Count the lines of the records below that contain the word "waterfall". Reply with the number alone.

+++ Record list

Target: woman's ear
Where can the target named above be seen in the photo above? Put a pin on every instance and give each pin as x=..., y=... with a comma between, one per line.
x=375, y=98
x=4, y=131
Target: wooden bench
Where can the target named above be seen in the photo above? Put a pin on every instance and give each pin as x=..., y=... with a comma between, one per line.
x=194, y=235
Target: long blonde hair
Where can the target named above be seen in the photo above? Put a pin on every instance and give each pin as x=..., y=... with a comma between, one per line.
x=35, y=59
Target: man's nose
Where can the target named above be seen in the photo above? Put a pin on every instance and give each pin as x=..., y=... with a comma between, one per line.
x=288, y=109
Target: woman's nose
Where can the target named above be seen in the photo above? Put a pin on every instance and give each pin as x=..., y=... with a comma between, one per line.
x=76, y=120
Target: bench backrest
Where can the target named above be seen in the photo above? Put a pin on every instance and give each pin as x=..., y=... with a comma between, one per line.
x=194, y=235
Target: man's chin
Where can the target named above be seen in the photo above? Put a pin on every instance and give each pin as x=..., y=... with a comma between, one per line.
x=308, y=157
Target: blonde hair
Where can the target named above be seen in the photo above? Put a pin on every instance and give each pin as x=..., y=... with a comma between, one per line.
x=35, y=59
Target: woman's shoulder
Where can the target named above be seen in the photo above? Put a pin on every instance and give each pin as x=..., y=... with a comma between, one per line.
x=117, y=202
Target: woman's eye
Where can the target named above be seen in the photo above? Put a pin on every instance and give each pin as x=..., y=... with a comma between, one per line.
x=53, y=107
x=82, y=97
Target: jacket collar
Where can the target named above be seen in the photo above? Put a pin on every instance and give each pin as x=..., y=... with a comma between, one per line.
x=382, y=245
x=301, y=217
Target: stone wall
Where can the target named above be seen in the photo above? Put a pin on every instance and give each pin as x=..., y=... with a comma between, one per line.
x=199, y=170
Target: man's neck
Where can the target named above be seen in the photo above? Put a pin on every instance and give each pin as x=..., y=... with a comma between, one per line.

++++++
+++ Record list

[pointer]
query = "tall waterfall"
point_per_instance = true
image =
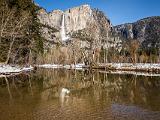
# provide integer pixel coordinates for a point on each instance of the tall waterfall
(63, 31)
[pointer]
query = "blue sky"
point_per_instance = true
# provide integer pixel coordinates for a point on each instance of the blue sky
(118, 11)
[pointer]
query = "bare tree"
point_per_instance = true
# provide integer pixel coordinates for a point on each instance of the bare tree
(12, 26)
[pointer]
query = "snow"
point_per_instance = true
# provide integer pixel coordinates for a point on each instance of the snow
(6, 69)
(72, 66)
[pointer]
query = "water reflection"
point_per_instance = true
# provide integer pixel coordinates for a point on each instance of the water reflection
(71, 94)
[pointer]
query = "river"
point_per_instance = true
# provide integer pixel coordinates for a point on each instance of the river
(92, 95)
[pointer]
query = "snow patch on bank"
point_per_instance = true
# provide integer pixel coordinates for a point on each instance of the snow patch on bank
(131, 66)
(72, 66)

++++++

Exercise output | 2